Exercise objective: Give back, unchanged, each line from the one containing "On this screen, I'm looking for the crispy" through the last line of the entries below.

(Rows of box annotation data)
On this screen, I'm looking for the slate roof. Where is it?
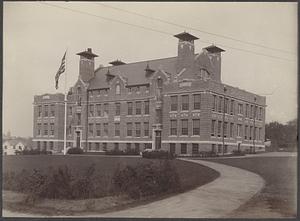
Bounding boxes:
[89,57,177,89]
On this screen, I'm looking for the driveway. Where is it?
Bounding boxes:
[3,159,264,218]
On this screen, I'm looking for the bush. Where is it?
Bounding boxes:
[113,160,181,199]
[232,150,246,156]
[105,149,140,156]
[16,149,52,155]
[142,150,175,159]
[67,147,83,154]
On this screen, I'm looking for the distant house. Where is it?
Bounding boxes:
[2,138,32,155]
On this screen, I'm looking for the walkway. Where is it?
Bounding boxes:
[3,159,264,218]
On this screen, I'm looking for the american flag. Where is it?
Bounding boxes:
[55,51,67,89]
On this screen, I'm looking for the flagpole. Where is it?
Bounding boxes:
[64,48,68,155]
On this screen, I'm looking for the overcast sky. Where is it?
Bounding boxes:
[3,2,297,136]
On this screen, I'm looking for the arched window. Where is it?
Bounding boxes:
[116,84,121,94]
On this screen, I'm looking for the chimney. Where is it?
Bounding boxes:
[77,48,98,82]
[203,45,225,82]
[174,31,199,73]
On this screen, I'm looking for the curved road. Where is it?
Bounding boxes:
[3,159,265,218]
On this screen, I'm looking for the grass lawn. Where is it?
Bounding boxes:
[205,157,297,218]
[3,155,219,215]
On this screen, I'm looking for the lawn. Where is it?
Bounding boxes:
[205,157,297,218]
[3,155,219,215]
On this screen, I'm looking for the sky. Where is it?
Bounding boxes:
[2,2,297,136]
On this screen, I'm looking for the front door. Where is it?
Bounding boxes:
[76,131,81,148]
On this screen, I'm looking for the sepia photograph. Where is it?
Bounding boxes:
[2,1,298,219]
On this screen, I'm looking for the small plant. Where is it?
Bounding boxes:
[67,147,83,154]
[142,150,176,159]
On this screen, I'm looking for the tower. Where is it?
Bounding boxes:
[174,32,199,73]
[77,48,98,83]
[204,45,225,82]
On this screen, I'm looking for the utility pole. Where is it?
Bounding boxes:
[222,86,227,155]
[253,97,256,153]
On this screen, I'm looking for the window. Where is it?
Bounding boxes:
[96,143,100,151]
[211,144,216,153]
[50,104,55,117]
[38,105,42,117]
[127,102,132,115]
[193,119,200,136]
[102,143,107,151]
[89,104,94,117]
[96,104,101,117]
[210,120,216,137]
[44,123,48,135]
[181,120,189,135]
[244,125,248,140]
[68,106,73,116]
[245,104,249,117]
[230,100,234,115]
[89,124,94,137]
[170,143,176,153]
[181,143,187,154]
[135,101,142,115]
[230,123,234,137]
[127,122,132,137]
[144,101,149,114]
[50,123,54,136]
[171,96,178,111]
[134,143,140,152]
[126,143,131,152]
[115,123,120,137]
[146,85,150,93]
[223,122,228,137]
[249,126,253,140]
[218,144,222,153]
[236,124,242,137]
[115,103,121,116]
[37,123,42,135]
[181,95,189,110]
[44,105,48,117]
[238,103,243,114]
[144,122,149,137]
[218,121,222,137]
[170,120,177,136]
[77,113,81,125]
[224,98,229,113]
[212,95,218,111]
[116,84,121,94]
[224,144,228,153]
[96,123,101,137]
[254,106,258,119]
[193,94,201,110]
[103,123,108,136]
[218,97,223,113]
[104,103,108,117]
[192,143,199,154]
[135,122,141,137]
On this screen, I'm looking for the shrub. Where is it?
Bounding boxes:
[105,149,140,156]
[67,147,83,154]
[232,150,246,156]
[16,149,52,155]
[113,160,180,199]
[142,150,175,159]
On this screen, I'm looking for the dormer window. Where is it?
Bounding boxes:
[116,84,121,94]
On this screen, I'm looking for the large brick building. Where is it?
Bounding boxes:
[33,32,266,155]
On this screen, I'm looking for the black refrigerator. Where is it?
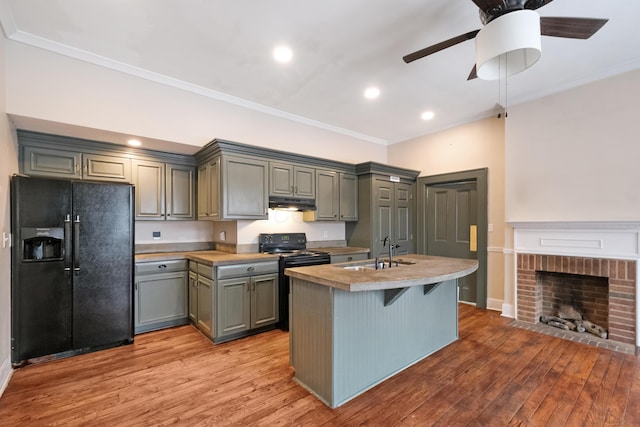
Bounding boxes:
[11,175,134,366]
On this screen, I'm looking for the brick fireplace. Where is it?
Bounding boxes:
[511,222,640,348]
[516,254,637,345]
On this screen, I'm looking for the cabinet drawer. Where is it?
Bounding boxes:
[198,263,213,279]
[331,253,369,264]
[217,261,278,279]
[136,259,188,274]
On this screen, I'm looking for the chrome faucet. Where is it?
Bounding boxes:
[382,236,398,268]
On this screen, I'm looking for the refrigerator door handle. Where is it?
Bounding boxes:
[73,215,80,275]
[63,214,71,271]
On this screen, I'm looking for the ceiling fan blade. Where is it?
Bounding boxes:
[402,30,480,64]
[467,65,478,80]
[471,0,508,12]
[524,0,553,10]
[540,16,609,39]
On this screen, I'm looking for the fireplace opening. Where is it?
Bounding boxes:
[536,271,609,338]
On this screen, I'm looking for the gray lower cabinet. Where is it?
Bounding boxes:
[216,261,278,342]
[189,261,215,339]
[134,260,189,334]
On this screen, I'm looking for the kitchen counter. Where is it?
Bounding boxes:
[285,255,478,292]
[135,251,280,265]
[309,246,369,255]
[285,255,478,408]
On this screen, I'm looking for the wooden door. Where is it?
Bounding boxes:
[427,181,478,303]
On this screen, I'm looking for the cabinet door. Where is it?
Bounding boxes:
[197,275,213,338]
[251,274,278,328]
[82,154,131,182]
[132,160,165,220]
[269,163,293,196]
[134,272,188,333]
[222,156,269,219]
[393,182,415,255]
[217,277,251,337]
[371,178,394,257]
[339,173,358,221]
[189,271,198,325]
[21,147,82,179]
[198,163,210,219]
[293,166,316,199]
[315,170,340,221]
[165,164,196,220]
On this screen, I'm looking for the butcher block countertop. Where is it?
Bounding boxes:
[309,246,369,255]
[135,251,280,265]
[285,254,478,292]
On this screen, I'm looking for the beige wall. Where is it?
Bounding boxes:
[506,70,640,221]
[0,32,18,394]
[505,70,640,311]
[5,41,387,163]
[388,117,505,310]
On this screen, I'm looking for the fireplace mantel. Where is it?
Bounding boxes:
[508,221,640,260]
[507,221,640,348]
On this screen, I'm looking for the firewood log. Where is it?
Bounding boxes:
[582,320,607,338]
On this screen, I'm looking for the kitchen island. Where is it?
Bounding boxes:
[285,255,478,408]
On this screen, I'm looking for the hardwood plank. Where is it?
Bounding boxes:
[0,304,640,426]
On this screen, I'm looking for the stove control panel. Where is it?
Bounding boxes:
[258,233,307,252]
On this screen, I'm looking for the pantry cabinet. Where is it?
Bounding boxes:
[345,162,419,257]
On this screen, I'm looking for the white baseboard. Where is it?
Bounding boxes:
[0,357,13,397]
[502,304,516,319]
[487,298,502,311]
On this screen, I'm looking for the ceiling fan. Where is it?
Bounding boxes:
[402,0,609,80]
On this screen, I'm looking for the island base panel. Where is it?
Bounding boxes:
[290,279,458,408]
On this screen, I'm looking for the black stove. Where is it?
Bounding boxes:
[258,233,331,331]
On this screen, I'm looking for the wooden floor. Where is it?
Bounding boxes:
[0,305,640,426]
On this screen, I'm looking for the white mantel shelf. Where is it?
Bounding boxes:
[507,221,640,260]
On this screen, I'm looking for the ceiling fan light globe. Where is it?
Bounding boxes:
[475,10,542,80]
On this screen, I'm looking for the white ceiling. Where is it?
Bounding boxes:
[0,0,640,147]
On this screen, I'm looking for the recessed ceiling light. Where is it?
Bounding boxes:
[364,87,380,99]
[273,46,293,64]
[420,111,435,120]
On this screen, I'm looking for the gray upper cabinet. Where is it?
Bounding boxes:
[198,157,221,219]
[165,163,196,220]
[221,156,269,219]
[303,169,358,221]
[82,154,131,182]
[346,162,419,257]
[133,160,195,220]
[314,169,340,221]
[133,160,165,220]
[21,146,131,182]
[339,172,358,221]
[269,162,316,199]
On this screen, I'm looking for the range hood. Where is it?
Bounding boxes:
[269,196,316,212]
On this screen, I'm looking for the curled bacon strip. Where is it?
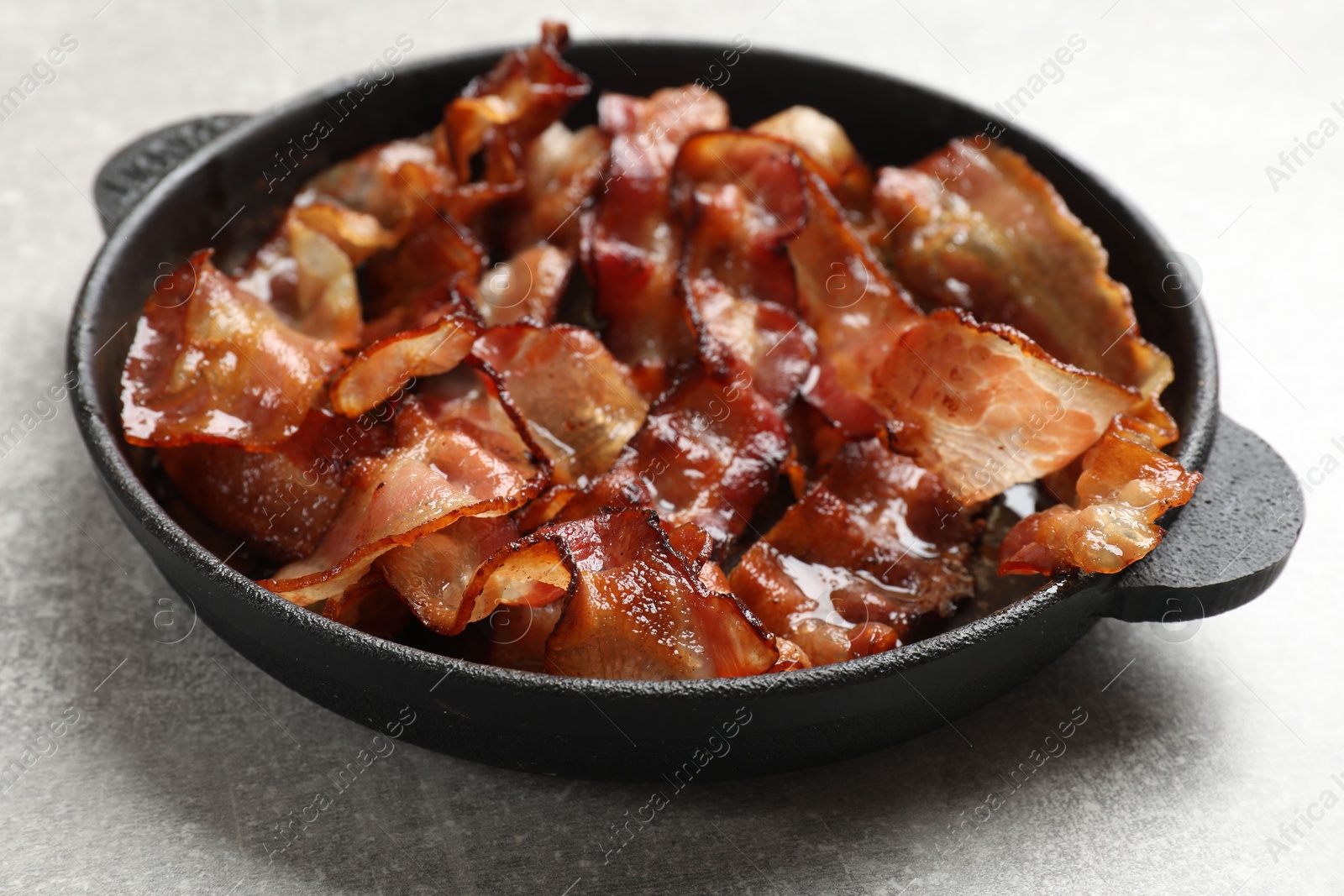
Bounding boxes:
[159,408,392,563]
[121,250,341,448]
[583,85,728,395]
[473,324,649,485]
[305,134,520,231]
[789,165,922,437]
[444,22,591,183]
[670,132,805,307]
[728,439,973,663]
[323,572,412,638]
[999,417,1203,575]
[751,106,872,210]
[672,133,816,411]
[375,516,517,634]
[558,368,789,556]
[473,244,574,327]
[331,311,481,417]
[260,368,549,605]
[285,215,363,348]
[464,509,778,681]
[874,309,1140,504]
[874,139,1172,396]
[365,210,486,317]
[289,200,401,265]
[506,123,610,250]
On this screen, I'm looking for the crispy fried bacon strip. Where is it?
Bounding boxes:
[670,132,805,307]
[323,572,412,638]
[751,106,872,210]
[159,408,392,563]
[874,309,1141,504]
[558,368,789,558]
[789,170,922,437]
[363,210,486,317]
[728,438,973,663]
[238,196,401,321]
[789,163,1144,504]
[582,85,728,396]
[462,509,778,681]
[260,368,549,605]
[121,250,341,448]
[294,136,440,233]
[472,244,574,327]
[384,516,517,634]
[444,22,591,183]
[999,417,1203,575]
[472,324,649,485]
[504,123,610,251]
[302,134,511,231]
[285,215,363,348]
[684,278,817,414]
[874,139,1172,396]
[331,309,481,417]
[672,133,816,411]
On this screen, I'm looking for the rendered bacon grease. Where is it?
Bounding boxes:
[123,23,1200,679]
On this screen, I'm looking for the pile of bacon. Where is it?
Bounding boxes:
[123,24,1199,679]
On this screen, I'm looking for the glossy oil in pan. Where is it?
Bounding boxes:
[69,42,1302,779]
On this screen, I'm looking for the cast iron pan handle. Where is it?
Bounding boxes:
[1106,415,1304,622]
[92,114,247,235]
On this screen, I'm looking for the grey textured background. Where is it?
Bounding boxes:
[0,0,1344,896]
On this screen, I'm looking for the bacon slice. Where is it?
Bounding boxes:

Result of the exercise:
On this screen, I'm looking for the crispy fried bacon strip. Where is it?
Bounding boxes:
[670,132,805,307]
[323,572,412,638]
[751,106,872,210]
[159,408,392,563]
[874,309,1141,504]
[558,368,789,558]
[789,170,922,437]
[363,210,486,317]
[728,438,973,663]
[238,196,401,321]
[789,163,1144,504]
[582,85,728,396]
[462,509,778,681]
[260,368,549,605]
[121,250,341,448]
[294,136,440,233]
[472,244,574,327]
[384,516,517,634]
[444,22,591,183]
[999,417,1203,575]
[472,324,649,485]
[504,123,610,251]
[302,134,511,231]
[285,215,363,348]
[684,278,817,414]
[874,139,1172,396]
[331,309,481,417]
[672,133,816,411]
On this screen, I'm looking for the rendered bacon grease. Where is it?
Bounding boxes:
[123,23,1200,679]
On this screen, I'm looking for the pile of bacon. Where is it?
Bounding boxes:
[123,24,1199,679]
On this screen, I'm looking for the glossy oil in pan. Where is it?
Bounding boxes:
[69,42,1302,779]
On this screen, I'm looking for the cast iron pan handle. Where is it?
Bounding boxes:
[1106,415,1304,622]
[92,114,247,235]
On this screen, I'm looking for the grey textured background. Where is it?
Bounding boxes:
[0,0,1344,896]
On this screen, I'm looking for the bacon slice. Where is it?
Bounding boxes:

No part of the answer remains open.